Coordinate annotation entries:
>>>>>
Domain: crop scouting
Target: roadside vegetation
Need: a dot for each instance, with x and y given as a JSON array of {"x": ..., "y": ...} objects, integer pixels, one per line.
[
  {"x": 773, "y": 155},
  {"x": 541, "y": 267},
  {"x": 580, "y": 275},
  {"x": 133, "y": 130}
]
<<<<<
Task statement:
Please reproduce all of the material above, line for line, with every character unchanged.

Finished exercise:
Domain: crop scouting
Target: roadside vegetation
Need: a dot for each instance, with x and y given as a JSON array of {"x": ..., "y": ...} objects, integer pixels, one per line.
[
  {"x": 773, "y": 155},
  {"x": 541, "y": 267},
  {"x": 580, "y": 275},
  {"x": 133, "y": 130}
]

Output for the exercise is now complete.